— Amaç 1 —
Lezzet haritası yazısına göre Türkiye'de ikinci en zengin mutfağa sahip il hangisidir ve kaç çeşitle bu sıraya yerleşmiştir?
— Amaç 2 —
Lezzet haritası yazısındaki "Türkiye’nin 81 ilini kapsayan bu haritaya göre, 2.205 çeşit yöresel yiyecek ve içecek çeşidiyle Türkiye, gastronomi turizmine geniş yer ayırabilecek lezzetli tatlara sahip bir ülkedir." cümlesini İngilizceye çevirin.
— Amaç 3 —
Lezzet haritası yazısında "Türkiye’nin eşsiz gastronomik" ifadesinden "bir kaynak niteliğinde." ifadesine kadar uzanan kısmı olduğu gibi alıntılayın.

— Verilen metin —
+ + + + +

Türkiye’nin eşsiz gastronomik zenginliklerini keşfetmeye devam ederken, yöresel lezzetlerin turizm üzerindeki etkileri daha da ön plana çıkıyor. Bu bağlamda, ibis Styles İstanbul Merter’in Executive Chef’i Mustafa Çolak, Hotel Gazetesi okuyucuları için hazırladığı yeni yazısında, Türkiye’nin Lezzet Haritası’na odaklanarak yerel mutfakların turizme katkılarını inceliyor. Çolak, Gaziantep ve Elazığ gibi mutfak zenginliği ile öne çıkan şehirlerden başlayarak, kadın istihdamının kalkınmadaki rolüne ve Türkiye’nin gastronomi turizmi potansiyeline dair önemli gözlemlerini paylaşıyor. Gastronominin yerel kalkınmaya ve turizm sektörüne sunduğu fırsatları merak edenler için Çolak’ın yazısı, değerli bir kaynak niteliğinde.
Yöresel Tatlarla Dolup Taşan Bir Gastronomi Cenneti
Türkiye’de Bölgesel Ticaret Odaları ve Patent Başvuru tarafından yapılan bazı neticeler ve araştırmada ‘‘Türkiye’nin Lezzet Haritası’’ ortaya konmuştur. Türkiye’nin 81 ilini kapsayan bu haritaya göre, 2.205 çeşit yöresel yiyecek ve içecek çeşidiyle Türkiye, gastronomi turizmine geniş yer ayırabilecek lezzetli tatlara sahip bir ülkedir. Türkiye’nin en zengin mutfağına sahip ili; 291 çeşit yiyecek, içecek ve tatlı çeşidiyle Gaziantep olarak belirlenirken, 154 çeşit yiyecek, içecek ve tatlı çeşidiyle Elazığ ikinci en zengin mutfağa sahip olan il olarak belirlenmiştir. Bölgeler arasında ise, 455 yiyecek-içecek çeşidiyle İç Anadolu ilk sırada; 398 yiyecek-içecek çeşidiyle Güneydoğu Anadolu Bölgesi ikinci sırada; 397 çeşit yiyecek-içecek çeşidiyle Karadeniz Bölgesi üçüncü sırada yer almaktadır. Akdeniz ve Marmara Bölgeleri 184 çeşit, Ege Bölgesi ise 162 çeşit yiyecek ve içeceğe sahip olduğu bildirilmiştir.

+ + + + +

Veri girdileri

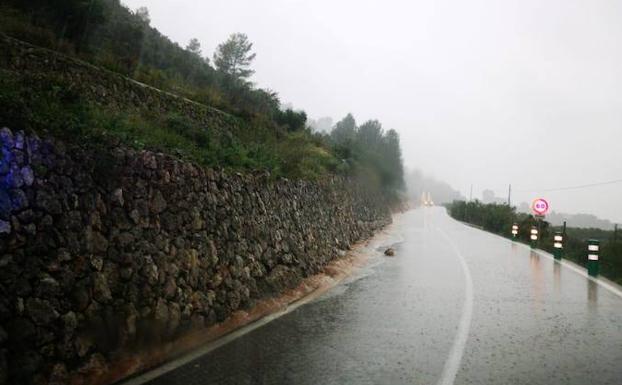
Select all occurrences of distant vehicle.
[421,192,434,207]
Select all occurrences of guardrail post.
[587,239,600,277]
[553,231,564,259]
[512,223,518,239]
[530,226,538,249]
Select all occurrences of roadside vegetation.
[0,0,404,199]
[448,200,622,284]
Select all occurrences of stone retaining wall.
[0,128,390,384]
[0,33,240,136]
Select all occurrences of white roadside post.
[587,239,600,277]
[530,226,538,249]
[553,231,564,259]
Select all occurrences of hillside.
[0,0,404,198]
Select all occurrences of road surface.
[130,208,622,385]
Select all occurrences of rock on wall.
[0,128,390,384]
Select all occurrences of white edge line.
[118,270,358,385]
[116,236,398,385]
[437,227,473,385]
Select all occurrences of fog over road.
[135,208,622,385]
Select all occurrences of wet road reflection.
[140,208,622,385]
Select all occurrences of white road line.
[120,287,332,385]
[437,227,473,385]
[456,221,622,298]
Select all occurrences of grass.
[0,70,338,180]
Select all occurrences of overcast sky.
[124,0,622,222]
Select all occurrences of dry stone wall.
[0,33,240,136]
[0,128,390,384]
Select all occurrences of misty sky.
[123,0,622,222]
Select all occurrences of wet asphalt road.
[140,208,622,385]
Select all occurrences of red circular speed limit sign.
[531,198,549,215]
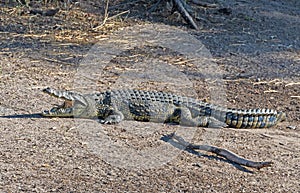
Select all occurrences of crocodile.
[41,88,286,128]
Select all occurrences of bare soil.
[0,0,300,192]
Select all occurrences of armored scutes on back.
[42,88,286,128]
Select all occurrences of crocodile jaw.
[41,88,88,117]
[42,101,74,117]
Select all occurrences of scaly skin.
[42,88,286,128]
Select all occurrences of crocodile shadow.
[160,135,254,174]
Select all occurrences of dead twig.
[173,0,199,30]
[168,133,273,169]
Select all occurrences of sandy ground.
[0,0,300,192]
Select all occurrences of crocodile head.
[41,88,97,118]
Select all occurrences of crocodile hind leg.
[173,107,227,128]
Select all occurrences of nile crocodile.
[42,88,286,128]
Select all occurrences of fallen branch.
[168,133,273,169]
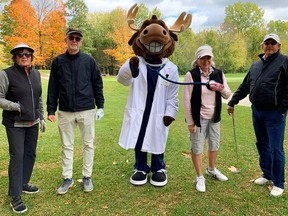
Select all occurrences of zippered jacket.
[228,52,288,114]
[47,51,104,115]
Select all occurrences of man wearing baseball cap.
[227,33,288,197]
[47,29,104,194]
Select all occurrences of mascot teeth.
[145,42,164,53]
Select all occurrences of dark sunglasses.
[68,35,82,42]
[264,41,277,46]
[16,53,32,58]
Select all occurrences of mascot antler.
[169,12,192,32]
[127,3,192,32]
[127,3,139,31]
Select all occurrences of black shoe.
[130,169,147,185]
[22,184,39,194]
[10,196,27,213]
[150,169,167,187]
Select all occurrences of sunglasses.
[264,41,277,46]
[68,35,82,42]
[16,53,32,58]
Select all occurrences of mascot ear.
[128,32,138,46]
[170,31,178,41]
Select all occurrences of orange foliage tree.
[4,0,39,62]
[39,0,66,67]
[104,9,135,67]
[3,0,66,68]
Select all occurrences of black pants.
[6,124,39,196]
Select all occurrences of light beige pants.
[58,109,95,179]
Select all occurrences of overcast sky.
[85,0,288,32]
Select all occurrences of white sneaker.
[254,177,271,185]
[196,176,206,192]
[206,168,228,181]
[270,186,284,197]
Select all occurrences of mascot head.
[127,4,192,63]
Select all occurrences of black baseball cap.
[66,28,83,37]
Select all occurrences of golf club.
[232,113,240,173]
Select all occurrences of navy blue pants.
[252,106,286,189]
[134,149,165,173]
[6,124,39,196]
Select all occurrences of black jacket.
[47,51,104,115]
[2,64,43,126]
[228,52,288,114]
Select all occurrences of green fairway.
[0,74,288,216]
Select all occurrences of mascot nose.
[140,24,169,41]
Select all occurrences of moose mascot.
[117,4,192,186]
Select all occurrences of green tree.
[213,33,247,73]
[88,11,117,74]
[65,0,95,54]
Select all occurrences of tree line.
[0,0,288,75]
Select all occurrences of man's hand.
[129,56,139,78]
[163,116,175,127]
[40,119,46,133]
[95,109,104,120]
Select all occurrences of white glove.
[95,109,104,120]
[40,119,46,133]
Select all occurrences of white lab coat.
[117,57,179,154]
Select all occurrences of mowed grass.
[0,71,288,216]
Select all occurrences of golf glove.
[40,119,46,133]
[95,109,104,120]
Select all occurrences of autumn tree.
[2,0,39,64]
[1,0,66,68]
[34,0,66,68]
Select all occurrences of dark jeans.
[252,106,286,189]
[6,124,39,196]
[134,149,165,173]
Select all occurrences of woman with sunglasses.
[183,45,231,192]
[0,43,46,213]
[227,33,288,197]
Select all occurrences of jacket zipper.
[274,73,281,106]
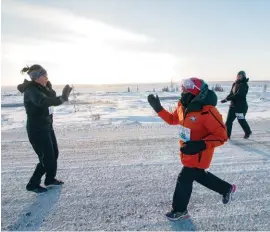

+ + + + +

— Doğru cevap 1 —
Elazığ, 154 çeşit yiyecek, içecek ve tatlıyla ikinci sıradadır.

— Doğru cevap 2 —
According to this map, which covers Türkiye's 81 provinces, Türkiye, with 2,205 varieties of local food and drink, is a country with delicious flavors that can give gastronomy tourism a prominent place.

— Doğru cevap 3 —
Türkiye’nin eşsiz gastronomik zenginliklerini keşfetmeye devam ederken, yöresel lezzetlerin turizm üzerindeki etkileri daha da ön plana çıkıyor. Bu bağlamda, ibis Styles İstanbul Merter’in Executive Chef’i Mustafa Çolak, Hotel Gazetesi okuyucuları için hazırladığı yeni yazısında, Türkiye’nin Lezzet Haritası’na odaklanarak yerel mutfakların turizme katkılarını inceliyor. Çolak, Gaziantep ve Elazığ gibi mutfak zenginliği ile öne çıkan şehirlerden başlayarak, kadın istihdamının kalkınmadaki rolüne ve Türkiye’nin gastronomi turizmi potansiyeline dair önemli gözlemlerini paylaşıyor. Gastronominin yerel kalkınmaya ve turizm sektörüne sunduğu fırsatları merak edenler için Çolak’ın yazısı, değerli bir kaynak niteliğinde.